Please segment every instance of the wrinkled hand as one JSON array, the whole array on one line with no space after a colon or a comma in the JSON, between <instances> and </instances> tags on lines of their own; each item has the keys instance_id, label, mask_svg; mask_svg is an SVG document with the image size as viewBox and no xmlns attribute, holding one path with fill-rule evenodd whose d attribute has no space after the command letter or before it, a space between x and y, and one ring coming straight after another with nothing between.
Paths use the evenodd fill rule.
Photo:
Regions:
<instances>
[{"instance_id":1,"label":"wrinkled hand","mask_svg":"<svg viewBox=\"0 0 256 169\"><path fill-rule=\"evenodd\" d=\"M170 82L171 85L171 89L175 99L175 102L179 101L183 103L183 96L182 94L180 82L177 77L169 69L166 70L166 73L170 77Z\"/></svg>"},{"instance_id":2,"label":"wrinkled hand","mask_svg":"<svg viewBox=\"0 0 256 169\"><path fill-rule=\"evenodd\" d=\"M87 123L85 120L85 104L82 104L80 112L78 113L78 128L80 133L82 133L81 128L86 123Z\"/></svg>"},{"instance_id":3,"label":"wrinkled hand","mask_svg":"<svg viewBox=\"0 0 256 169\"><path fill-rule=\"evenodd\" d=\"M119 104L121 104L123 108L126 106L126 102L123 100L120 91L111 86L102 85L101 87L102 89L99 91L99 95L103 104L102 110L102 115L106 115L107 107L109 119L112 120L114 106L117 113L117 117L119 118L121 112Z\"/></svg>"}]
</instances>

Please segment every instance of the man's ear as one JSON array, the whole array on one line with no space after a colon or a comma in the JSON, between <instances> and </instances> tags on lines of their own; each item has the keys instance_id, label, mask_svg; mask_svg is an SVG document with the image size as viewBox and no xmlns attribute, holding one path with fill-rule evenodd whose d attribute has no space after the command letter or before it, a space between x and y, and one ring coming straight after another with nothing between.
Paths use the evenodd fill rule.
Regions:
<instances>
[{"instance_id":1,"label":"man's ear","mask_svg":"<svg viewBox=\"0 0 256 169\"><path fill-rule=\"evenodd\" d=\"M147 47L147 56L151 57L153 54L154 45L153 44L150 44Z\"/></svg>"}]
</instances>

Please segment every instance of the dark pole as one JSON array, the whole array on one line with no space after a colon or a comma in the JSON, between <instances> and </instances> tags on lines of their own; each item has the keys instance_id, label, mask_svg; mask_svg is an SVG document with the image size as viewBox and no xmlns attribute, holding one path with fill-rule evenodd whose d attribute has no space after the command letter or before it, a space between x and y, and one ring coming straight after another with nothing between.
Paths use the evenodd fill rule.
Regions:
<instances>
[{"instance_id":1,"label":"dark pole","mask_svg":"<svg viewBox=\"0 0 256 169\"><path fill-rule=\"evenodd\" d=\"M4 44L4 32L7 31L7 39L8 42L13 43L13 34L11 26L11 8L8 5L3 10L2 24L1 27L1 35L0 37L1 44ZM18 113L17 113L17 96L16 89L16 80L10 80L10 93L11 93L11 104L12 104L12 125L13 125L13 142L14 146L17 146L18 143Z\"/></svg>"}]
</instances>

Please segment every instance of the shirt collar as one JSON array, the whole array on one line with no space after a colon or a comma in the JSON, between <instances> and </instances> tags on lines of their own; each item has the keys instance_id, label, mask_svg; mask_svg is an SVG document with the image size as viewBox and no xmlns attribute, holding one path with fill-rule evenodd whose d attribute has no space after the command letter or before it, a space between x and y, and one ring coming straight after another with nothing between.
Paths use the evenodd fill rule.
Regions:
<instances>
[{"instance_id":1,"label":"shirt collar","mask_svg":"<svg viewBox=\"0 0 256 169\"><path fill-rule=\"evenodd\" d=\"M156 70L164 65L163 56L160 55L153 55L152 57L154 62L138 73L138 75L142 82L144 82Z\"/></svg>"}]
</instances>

Task directions: Pull out every line of the entries above that contains the word "collar", copying each one in full.

Full solution:
Please segment every instance of the shirt collar as one JSON array, the whole array on one line with no space after a colon or a comma in the JSON, between <instances> and </instances> tags on lines of their own; each item has the keys instance_id, label, mask_svg; mask_svg is an SVG document with the image size as viewBox and no xmlns attribute, holding one path with fill-rule evenodd whose d attribute has no space after the command letter or before it, a space between x and y, and one ring coming straight after another with nothing between.
[{"instance_id":1,"label":"shirt collar","mask_svg":"<svg viewBox=\"0 0 256 169\"><path fill-rule=\"evenodd\" d=\"M156 70L164 65L163 56L160 55L153 55L152 57L154 62L138 73L138 75L142 82L144 82Z\"/></svg>"}]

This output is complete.